[Begin PASSAGE SHOWN]

It is said, indeed, that union between the various Religionists-or it may be, false religionists of the day is itself an evil, which takes place on the platform of the Bible Society. I protest against this use of the term union.as incorrect and invidious. I call it by a much more fair and appropriate term, co-operation, towards one single object, confessed equally by all to be good. I unite with none; I desire to unite with

none.

I can, if a true Christian, unite with no one, who is not a true Christian also, whether in the Bible Society, or in any other Society under the sun. But if I co-operate with discordant elements, working together towards one important and confessedly good object, what do I otherwise than follow the leading of that Divine Providence itself, which makes the wrath of man to praise Him, and shuns not to use, as his own instruments for good, even those whose hearts, he knows, think far otherwise?

[End PASSAGE SHOWN]
[Begin DATASET EXCERPT]

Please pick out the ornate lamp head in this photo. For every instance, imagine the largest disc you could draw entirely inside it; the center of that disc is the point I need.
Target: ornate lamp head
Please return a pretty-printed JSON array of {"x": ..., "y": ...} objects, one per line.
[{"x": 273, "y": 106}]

[End DATASET EXCERPT]

» **WRITTEN INSTRUCTION**: In the passage on the Bible Society above, list every adjective the speaker uses to judge the terms "union" and "co-operation," and give the term each adjective describes.

» **WORKED ANSWER**:
- incorrect: union
- invidious: union
- fair: co-operation
- appropriate: co-operation